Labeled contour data

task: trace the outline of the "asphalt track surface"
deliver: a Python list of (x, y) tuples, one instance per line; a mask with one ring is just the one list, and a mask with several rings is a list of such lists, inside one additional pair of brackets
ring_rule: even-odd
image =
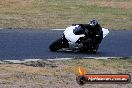
[(97, 54), (51, 52), (49, 45), (62, 33), (63, 30), (0, 29), (0, 60), (132, 56), (132, 30), (110, 30)]

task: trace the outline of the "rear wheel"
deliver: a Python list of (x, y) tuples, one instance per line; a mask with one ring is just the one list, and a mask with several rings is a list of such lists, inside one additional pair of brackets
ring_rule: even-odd
[(96, 54), (98, 48), (99, 48), (99, 44), (97, 44), (96, 46), (94, 46), (89, 52), (90, 52), (91, 54)]
[(62, 48), (67, 48), (68, 46), (68, 41), (65, 38), (59, 38), (49, 46), (49, 49), (51, 51), (57, 51)]

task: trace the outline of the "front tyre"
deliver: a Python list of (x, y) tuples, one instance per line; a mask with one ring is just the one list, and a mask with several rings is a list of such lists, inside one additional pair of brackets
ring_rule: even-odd
[(59, 38), (49, 46), (49, 49), (54, 52), (66, 47), (68, 47), (68, 41), (65, 38)]

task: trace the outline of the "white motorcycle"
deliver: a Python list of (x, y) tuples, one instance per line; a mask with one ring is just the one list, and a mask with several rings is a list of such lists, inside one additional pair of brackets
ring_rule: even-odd
[[(76, 34), (75, 32), (79, 32), (81, 31), (81, 29), (77, 29), (79, 25), (72, 25), (69, 26), (65, 29), (65, 31), (63, 32), (63, 36), (59, 39), (57, 39), (56, 41), (54, 41), (50, 46), (49, 49), (51, 51), (57, 51), (60, 49), (69, 49), (72, 51), (80, 51), (80, 48), (83, 47), (83, 44), (81, 42), (80, 39), (85, 37), (84, 34)], [(102, 28), (102, 32), (103, 32), (103, 38), (106, 37), (106, 35), (109, 34), (109, 30)], [(97, 35), (98, 36), (98, 35)], [(91, 47), (89, 51), (90, 53), (95, 54), (97, 52), (99, 48), (99, 44), (96, 45), (96, 47)]]

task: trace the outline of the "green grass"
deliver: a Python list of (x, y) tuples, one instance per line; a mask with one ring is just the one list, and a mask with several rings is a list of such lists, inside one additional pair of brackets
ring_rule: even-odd
[(96, 18), (109, 29), (132, 29), (130, 0), (5, 0), (0, 2), (2, 28), (65, 28)]

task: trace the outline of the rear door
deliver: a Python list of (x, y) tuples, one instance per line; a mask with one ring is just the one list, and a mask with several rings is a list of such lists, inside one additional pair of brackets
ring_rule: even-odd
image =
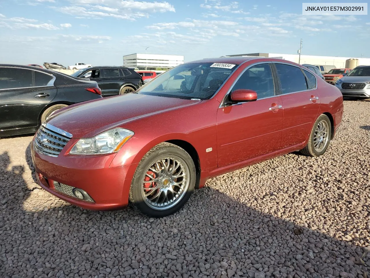
[(101, 89), (102, 95), (104, 96), (118, 95), (122, 83), (121, 79), (123, 78), (120, 69), (103, 68), (100, 71), (100, 76), (101, 77), (98, 83)]
[(0, 67), (0, 129), (37, 126), (55, 97), (55, 77), (41, 71)]
[(275, 66), (284, 107), (280, 147), (284, 149), (306, 140), (319, 112), (320, 96), (316, 77), (308, 70), (283, 63)]
[(222, 167), (278, 150), (283, 109), (269, 63), (253, 65), (240, 76), (230, 93), (250, 89), (257, 100), (222, 103), (217, 111), (217, 156)]

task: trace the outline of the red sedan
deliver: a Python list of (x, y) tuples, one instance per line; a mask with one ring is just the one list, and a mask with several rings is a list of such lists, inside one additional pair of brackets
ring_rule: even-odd
[(342, 94), (297, 64), (219, 58), (178, 66), (135, 93), (62, 109), (31, 144), (40, 185), (76, 205), (131, 201), (161, 217), (211, 177), (300, 150), (323, 154)]

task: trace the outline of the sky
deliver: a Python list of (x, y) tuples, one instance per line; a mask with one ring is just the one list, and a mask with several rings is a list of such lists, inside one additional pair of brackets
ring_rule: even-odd
[(148, 47), (185, 62), (295, 54), (301, 38), (302, 54), (370, 57), (369, 34), (369, 15), (302, 16), (292, 0), (0, 1), (0, 63), (118, 66)]

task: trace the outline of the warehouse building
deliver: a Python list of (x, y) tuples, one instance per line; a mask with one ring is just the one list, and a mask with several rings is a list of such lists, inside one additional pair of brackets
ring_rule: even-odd
[[(258, 56), (268, 58), (279, 58), (292, 62), (299, 63), (299, 55), (298, 54), (281, 54), (276, 53), (249, 53), (247, 54), (229, 55), (226, 57)], [(310, 64), (313, 65), (334, 65), (337, 68), (344, 68), (346, 66), (346, 61), (349, 59), (357, 59), (357, 65), (370, 65), (370, 58), (356, 58), (355, 57), (338, 57), (330, 56), (314, 56), (310, 55), (301, 55), (300, 61), (302, 64)], [(356, 65), (355, 65), (356, 66)]]
[(123, 65), (136, 70), (167, 70), (184, 63), (184, 56), (135, 53), (123, 56)]

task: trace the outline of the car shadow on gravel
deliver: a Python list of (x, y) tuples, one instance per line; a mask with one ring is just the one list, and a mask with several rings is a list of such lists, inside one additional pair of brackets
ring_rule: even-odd
[(298, 226), (217, 185), (195, 191), (163, 218), (131, 207), (91, 211), (29, 188), (23, 166), (9, 169), (6, 152), (0, 159), (2, 278), (370, 277), (370, 250), (357, 245), (369, 239), (347, 241)]

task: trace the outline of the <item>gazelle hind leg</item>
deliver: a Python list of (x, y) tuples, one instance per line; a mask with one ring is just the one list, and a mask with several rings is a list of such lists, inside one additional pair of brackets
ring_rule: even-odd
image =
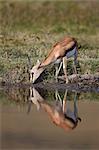
[(74, 63), (73, 63), (73, 66), (74, 66), (74, 73), (77, 75), (77, 55), (78, 55), (78, 51), (77, 51), (77, 48), (76, 48), (76, 51), (75, 51), (75, 54), (74, 54)]
[(63, 71), (66, 79), (66, 84), (69, 82), (68, 81), (68, 76), (67, 76), (67, 57), (63, 57)]

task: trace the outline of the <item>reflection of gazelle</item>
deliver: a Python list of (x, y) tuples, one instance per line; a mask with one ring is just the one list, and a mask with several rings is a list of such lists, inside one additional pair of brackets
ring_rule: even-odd
[[(81, 119), (77, 114), (76, 99), (74, 101), (74, 113), (72, 113), (72, 116), (69, 114), (70, 110), (69, 113), (66, 112), (66, 109), (68, 110), (66, 106), (67, 91), (64, 94), (63, 102), (56, 101), (56, 105), (51, 105), (45, 101), (34, 88), (31, 90), (33, 93), (30, 95), (30, 100), (37, 106), (37, 108), (41, 107), (44, 109), (55, 125), (65, 129), (66, 131), (72, 130), (77, 126), (78, 120)], [(59, 94), (57, 92), (57, 100), (58, 97)]]
[[(50, 64), (55, 64), (56, 66), (56, 80), (58, 79), (58, 74), (62, 67), (63, 63), (63, 71), (65, 74), (66, 83), (68, 83), (67, 77), (67, 59), (70, 57), (74, 57), (74, 71), (76, 71), (76, 63), (77, 63), (77, 54), (78, 54), (78, 46), (77, 41), (72, 37), (66, 37), (62, 41), (57, 42), (51, 49), (48, 56), (44, 61), (38, 63), (30, 70), (30, 81), (35, 82), (40, 74), (45, 70), (45, 68)], [(60, 66), (58, 68), (58, 64)]]

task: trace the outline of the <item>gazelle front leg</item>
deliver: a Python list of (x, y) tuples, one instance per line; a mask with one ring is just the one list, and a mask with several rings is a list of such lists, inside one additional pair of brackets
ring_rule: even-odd
[(65, 80), (66, 80), (66, 84), (69, 82), (68, 81), (68, 76), (67, 76), (67, 57), (63, 57), (63, 71), (64, 71), (64, 75), (65, 75)]
[(61, 61), (60, 65), (59, 65), (59, 68), (58, 68), (57, 65), (55, 66), (55, 68), (56, 68), (56, 73), (55, 73), (56, 82), (58, 82), (58, 74), (59, 74), (59, 72), (61, 70), (61, 67), (62, 67), (62, 61)]

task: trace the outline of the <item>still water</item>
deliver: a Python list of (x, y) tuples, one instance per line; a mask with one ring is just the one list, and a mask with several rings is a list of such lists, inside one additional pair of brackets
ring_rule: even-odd
[(99, 93), (0, 91), (1, 150), (98, 150)]

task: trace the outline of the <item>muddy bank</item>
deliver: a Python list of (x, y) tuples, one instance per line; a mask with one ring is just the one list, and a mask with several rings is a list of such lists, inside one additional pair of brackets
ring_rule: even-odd
[(83, 91), (83, 92), (99, 92), (99, 76), (95, 75), (75, 75), (69, 76), (69, 83), (65, 83), (64, 76), (59, 77), (59, 82), (56, 83), (55, 80), (44, 81), (44, 82), (37, 82), (35, 84), (31, 83), (14, 83), (11, 82), (1, 82), (0, 87), (35, 87), (40, 89), (47, 89), (47, 90), (55, 90), (58, 89), (59, 91), (63, 91), (68, 89), (70, 91)]

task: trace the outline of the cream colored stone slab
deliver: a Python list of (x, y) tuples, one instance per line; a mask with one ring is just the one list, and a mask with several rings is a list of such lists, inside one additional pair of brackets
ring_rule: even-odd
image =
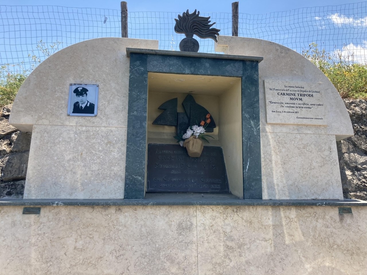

_Exercise task_
Could you convert the stretch of the data from the line containing "task: trace the outline of the <item>gazelle hind" through the line containing "57), (63, 57)]" into a Markdown table with the columns Number and Content, skipping blank lines and leaving the pictures out?

_Complete answer_
| Number | Content |
|---|---|
| 1 | task: trace the outline of the <item>gazelle hind leg</item> |
| 2 | deliver: a Python list of (x, y) tuples, one instance per line; a mask with one ring is just the one list, and a mask with several rings is a list of such lists, inside one additional pair of brackets |
| 3 | ring_rule: even-odd |
| 4 | image = |
| 5 | [(74, 63), (73, 63), (73, 66), (74, 66), (74, 73), (77, 75), (77, 55), (78, 55), (78, 51), (77, 51), (77, 48), (76, 48), (76, 51), (75, 51), (75, 54), (74, 54)] |
| 6 | [(63, 71), (66, 79), (66, 84), (69, 82), (68, 81), (68, 76), (67, 76), (67, 57), (63, 57)] |